**TASK OBJECTIVE:** Return each line of the rows below that contains the word "surface". Matching is case-sensitive.

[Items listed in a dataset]
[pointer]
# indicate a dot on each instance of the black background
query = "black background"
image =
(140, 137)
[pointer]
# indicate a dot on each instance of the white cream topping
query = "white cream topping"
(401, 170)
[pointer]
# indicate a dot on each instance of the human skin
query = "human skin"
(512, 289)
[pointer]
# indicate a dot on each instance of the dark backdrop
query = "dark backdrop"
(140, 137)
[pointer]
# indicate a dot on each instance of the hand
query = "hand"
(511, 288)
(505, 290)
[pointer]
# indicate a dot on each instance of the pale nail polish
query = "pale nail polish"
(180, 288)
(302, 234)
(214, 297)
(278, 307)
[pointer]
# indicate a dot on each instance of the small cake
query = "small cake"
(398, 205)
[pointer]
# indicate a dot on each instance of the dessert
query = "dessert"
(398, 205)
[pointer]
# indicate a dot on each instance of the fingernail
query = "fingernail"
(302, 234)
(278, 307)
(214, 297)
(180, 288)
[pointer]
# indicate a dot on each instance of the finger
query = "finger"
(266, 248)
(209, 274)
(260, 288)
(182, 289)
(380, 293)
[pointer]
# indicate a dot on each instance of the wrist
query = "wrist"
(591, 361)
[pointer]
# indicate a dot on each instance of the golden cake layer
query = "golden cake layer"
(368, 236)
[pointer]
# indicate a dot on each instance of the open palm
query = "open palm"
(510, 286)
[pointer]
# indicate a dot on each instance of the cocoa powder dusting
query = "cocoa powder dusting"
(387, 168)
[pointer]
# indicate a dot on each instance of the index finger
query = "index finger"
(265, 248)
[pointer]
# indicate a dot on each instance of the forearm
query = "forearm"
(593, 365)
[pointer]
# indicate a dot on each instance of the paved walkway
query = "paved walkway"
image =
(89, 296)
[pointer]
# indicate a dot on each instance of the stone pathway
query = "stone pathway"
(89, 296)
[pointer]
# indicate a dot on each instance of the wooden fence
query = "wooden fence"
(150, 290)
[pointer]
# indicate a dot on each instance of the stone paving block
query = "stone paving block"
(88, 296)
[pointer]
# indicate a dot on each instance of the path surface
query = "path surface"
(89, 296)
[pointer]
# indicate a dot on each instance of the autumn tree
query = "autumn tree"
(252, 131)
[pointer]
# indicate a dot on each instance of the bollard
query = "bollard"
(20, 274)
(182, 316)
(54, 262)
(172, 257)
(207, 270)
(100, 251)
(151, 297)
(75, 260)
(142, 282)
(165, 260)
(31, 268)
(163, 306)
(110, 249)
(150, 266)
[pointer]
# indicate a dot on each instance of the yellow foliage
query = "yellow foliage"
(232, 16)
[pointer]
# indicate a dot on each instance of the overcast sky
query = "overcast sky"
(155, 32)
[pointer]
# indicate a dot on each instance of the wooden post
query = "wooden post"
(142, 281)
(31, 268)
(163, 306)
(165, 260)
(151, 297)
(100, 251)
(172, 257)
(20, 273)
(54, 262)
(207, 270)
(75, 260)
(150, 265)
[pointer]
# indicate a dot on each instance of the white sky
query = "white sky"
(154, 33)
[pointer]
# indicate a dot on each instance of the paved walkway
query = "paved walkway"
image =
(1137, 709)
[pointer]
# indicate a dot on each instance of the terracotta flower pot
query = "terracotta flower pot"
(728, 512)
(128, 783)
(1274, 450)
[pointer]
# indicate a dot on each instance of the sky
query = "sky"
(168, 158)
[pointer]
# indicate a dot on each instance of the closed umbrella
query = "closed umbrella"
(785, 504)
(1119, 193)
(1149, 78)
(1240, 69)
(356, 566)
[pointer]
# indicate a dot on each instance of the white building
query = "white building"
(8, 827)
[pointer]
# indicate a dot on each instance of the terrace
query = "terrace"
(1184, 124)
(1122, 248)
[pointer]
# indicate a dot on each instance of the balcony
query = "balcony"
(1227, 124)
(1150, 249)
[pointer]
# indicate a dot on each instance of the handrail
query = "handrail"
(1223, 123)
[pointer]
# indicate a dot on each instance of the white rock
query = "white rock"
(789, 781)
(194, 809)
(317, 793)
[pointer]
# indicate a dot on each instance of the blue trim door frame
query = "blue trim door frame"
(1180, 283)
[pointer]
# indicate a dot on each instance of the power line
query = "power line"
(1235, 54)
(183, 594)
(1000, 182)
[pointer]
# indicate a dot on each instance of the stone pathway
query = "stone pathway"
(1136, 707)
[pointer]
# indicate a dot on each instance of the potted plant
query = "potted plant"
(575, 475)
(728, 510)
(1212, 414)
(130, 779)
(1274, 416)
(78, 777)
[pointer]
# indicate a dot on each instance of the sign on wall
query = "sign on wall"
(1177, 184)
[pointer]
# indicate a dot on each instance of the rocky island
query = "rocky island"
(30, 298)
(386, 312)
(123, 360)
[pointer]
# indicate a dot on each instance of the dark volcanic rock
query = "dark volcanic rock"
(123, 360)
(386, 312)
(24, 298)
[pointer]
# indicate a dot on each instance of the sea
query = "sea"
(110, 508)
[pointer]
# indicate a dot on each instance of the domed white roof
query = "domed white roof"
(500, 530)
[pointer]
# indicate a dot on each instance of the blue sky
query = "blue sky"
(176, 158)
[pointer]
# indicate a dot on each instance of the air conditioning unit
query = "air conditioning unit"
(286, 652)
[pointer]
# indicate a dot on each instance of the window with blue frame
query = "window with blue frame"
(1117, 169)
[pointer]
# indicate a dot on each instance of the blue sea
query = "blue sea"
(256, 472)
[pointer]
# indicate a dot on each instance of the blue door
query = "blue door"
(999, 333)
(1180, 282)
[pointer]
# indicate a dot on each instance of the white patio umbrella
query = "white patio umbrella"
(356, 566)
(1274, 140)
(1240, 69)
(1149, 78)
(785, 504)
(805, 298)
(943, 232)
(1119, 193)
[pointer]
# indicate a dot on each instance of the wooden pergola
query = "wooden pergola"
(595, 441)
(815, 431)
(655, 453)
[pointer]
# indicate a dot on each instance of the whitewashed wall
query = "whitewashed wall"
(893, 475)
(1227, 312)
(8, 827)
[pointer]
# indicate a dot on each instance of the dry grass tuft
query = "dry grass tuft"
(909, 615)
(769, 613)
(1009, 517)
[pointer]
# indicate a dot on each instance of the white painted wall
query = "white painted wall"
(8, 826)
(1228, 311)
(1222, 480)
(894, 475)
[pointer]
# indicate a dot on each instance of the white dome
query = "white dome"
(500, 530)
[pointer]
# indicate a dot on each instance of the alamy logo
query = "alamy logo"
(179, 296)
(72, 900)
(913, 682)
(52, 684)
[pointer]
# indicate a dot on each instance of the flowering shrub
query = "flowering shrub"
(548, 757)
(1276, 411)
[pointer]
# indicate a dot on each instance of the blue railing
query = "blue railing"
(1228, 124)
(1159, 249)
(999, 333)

**SOLUTION FOR THIS TASK:**
# indicate a dot on each instance of the path surface
query = "path surface"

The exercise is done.